**INSTRUCTION A**
Rewrite the forum thread on Christoffel symbols from "You're asking different" to "any further questions.", changing "background" to "education".

Subtraction of Christoffel symbol

  • A
  • Thread starter mertcan
  • Start date
  • #1
340
6
hi, How do we prove the torsion tensor is a tensor using the subtraction of christoffel symbols?? I am aware of the fact that subtraction of christoffel symbols equals the torsion. How can we use this fact to prove the tensor?? Could you please give the proof or share the link which prove it??
 

Answers and Replies

  • #2
wrobel
Science Advisor
Insights Author
741
452
use the law of transformation of the Christoffel symbols under the change of local coordinates
 
  • #3
haushofer
Science Advisor
Insights Author
2,474
864
Carroll shows this in great detail. If you write down the transformation of the difference between two connections, the inhomogeneous term drops out. This is because the inhomogeneous term is symmetric in the lower indices. As such this difference transforms as a tensor.

You're asking different questions, so maybe it's a good idea to tell us what your background and literature is. This should help if you have any further questions.
 
  • #4
stevendaryl
Staff Emeritus
Science Advisor
Insights Author
8,496
2,632
hi, How do we prove the torsion tensor is a tensor using the subtraction of christoffel symbols?? I am aware of the fact that subtraction of christoffel symbols equals the torsion. How can we use this fact to prove the tensor?? Could you please give the proof or share the link which prove it??

**INSTRUCTION B**
Select every line of the entries below that contains the word "chili", matching case exactly.

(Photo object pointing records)
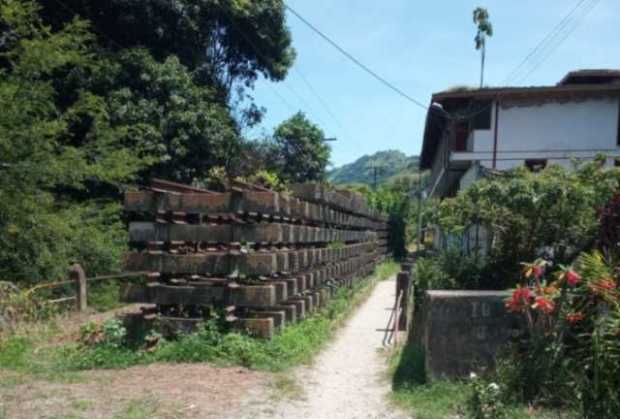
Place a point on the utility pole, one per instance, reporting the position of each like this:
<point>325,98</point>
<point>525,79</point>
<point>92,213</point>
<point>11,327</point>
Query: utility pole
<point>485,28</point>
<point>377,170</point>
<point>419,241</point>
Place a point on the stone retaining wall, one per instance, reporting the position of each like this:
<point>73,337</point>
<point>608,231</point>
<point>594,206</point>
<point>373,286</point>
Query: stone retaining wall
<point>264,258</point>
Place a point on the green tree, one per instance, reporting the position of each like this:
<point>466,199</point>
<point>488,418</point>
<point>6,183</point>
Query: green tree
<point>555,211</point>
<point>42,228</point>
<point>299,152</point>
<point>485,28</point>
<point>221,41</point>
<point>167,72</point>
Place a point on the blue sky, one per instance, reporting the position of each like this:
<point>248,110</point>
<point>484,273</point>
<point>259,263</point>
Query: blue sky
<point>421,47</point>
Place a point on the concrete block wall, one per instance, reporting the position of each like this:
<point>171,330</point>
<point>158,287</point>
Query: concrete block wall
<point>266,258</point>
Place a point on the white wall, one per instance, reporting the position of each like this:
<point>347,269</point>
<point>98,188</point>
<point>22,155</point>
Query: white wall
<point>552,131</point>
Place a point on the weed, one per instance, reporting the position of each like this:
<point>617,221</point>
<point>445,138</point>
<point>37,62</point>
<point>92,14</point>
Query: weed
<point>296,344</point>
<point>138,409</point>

---

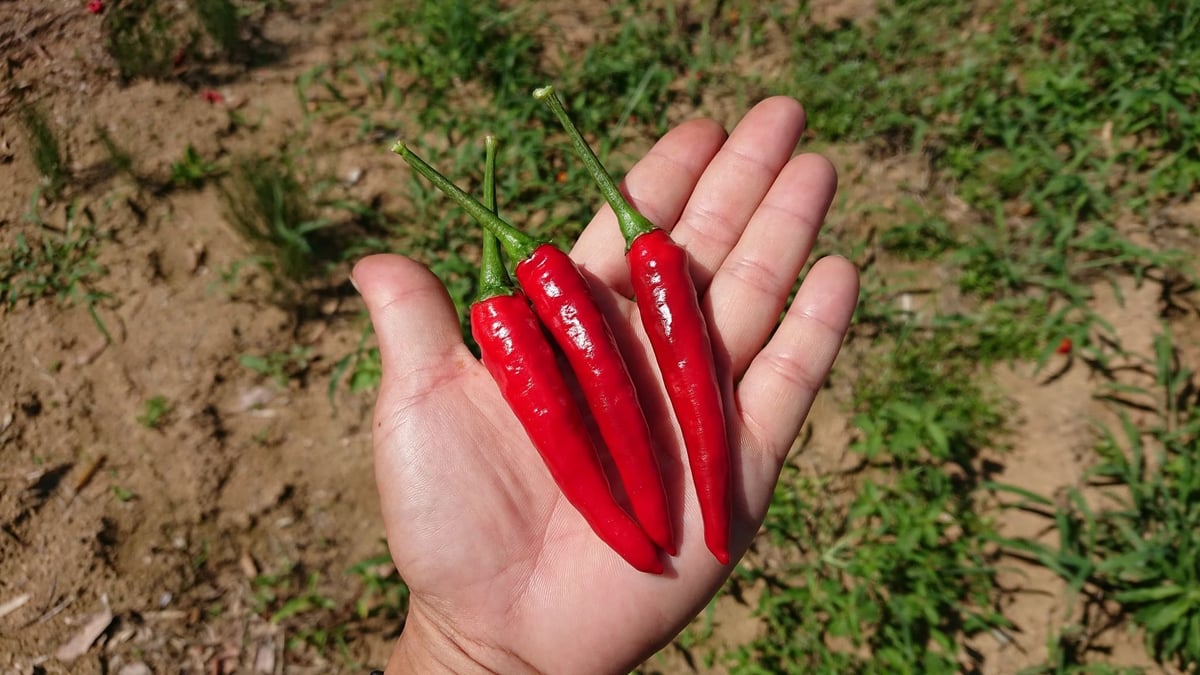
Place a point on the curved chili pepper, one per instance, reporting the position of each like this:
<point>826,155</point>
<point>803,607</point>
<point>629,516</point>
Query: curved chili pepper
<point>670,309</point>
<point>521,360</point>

**WRITTEN SOLUTION A**
You're asking different questions, so maybe it's a good idea to tell us what your education and literature is. This should help if you have any further questions.

**WRITTEN SOLUTION B**
Place a point on the curved chili pepper, one per instance, reporting the position of each like this:
Query: curved chili pepper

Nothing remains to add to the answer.